Items from a labeling collection

☆ ☆ ☆ ☆ ☆

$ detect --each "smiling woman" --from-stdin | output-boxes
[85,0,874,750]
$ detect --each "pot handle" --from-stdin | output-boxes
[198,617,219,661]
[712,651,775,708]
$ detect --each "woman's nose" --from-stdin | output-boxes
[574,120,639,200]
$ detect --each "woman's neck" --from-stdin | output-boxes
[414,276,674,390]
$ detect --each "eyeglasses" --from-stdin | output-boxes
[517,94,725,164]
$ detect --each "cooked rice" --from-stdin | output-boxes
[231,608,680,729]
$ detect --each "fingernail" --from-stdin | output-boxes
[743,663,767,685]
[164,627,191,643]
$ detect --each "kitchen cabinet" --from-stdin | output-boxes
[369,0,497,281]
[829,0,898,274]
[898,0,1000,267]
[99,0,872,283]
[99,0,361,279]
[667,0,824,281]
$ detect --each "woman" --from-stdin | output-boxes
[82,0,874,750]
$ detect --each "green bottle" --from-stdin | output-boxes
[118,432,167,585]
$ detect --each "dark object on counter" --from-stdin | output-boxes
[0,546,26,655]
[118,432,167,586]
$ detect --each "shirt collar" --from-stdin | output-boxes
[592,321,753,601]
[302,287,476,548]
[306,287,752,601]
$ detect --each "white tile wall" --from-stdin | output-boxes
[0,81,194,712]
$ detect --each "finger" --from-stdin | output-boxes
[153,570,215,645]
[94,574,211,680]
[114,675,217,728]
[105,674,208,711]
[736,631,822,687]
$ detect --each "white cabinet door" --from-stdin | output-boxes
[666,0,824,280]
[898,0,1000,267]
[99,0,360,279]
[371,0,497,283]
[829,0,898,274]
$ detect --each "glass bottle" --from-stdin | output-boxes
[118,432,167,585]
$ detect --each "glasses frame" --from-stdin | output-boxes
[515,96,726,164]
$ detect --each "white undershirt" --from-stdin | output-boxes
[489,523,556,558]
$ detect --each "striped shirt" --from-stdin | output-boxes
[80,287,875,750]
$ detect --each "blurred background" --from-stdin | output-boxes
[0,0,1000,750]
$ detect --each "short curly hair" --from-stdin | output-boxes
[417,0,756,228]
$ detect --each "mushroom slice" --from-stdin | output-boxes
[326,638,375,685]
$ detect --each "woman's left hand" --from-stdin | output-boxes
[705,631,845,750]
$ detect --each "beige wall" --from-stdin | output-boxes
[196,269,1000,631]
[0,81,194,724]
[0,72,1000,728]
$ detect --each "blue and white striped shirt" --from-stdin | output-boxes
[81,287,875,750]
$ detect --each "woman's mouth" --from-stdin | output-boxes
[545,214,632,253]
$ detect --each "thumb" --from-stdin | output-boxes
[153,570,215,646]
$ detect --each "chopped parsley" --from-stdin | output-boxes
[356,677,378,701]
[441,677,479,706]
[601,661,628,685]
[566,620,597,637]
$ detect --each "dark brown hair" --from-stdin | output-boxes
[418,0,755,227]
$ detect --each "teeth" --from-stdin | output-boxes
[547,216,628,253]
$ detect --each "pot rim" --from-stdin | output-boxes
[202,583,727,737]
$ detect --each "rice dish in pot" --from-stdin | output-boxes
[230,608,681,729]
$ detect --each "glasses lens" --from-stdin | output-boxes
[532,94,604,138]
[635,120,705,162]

☆ ☆ ☆ ☆ ☆

* WHAT THE EXERCISE ASKS: Update the entries that begin at the first line and stop after the line containing "[231,608,680,729]" by replacing "eyeglasses" with "spectacles", changing nothing else.

* THE OUTPUT:
$ detect --each "smiling woman" --from-stdin | output-boxes
[85,0,874,750]
$ detect --each "pot handle" --from-stdin | output-boxes
[198,617,219,661]
[712,651,775,708]
$ detect --each "woman's nose" --from-stdin | output-boxes
[574,120,639,200]
$ detect --each "woman's neck" --from-stdin | output-boxes
[414,276,674,390]
$ detect --each "spectacles" --from-stdin | output-boxes
[517,94,725,164]
$ detect --each "cooked rice" --from-stdin | output-boxes
[231,608,680,729]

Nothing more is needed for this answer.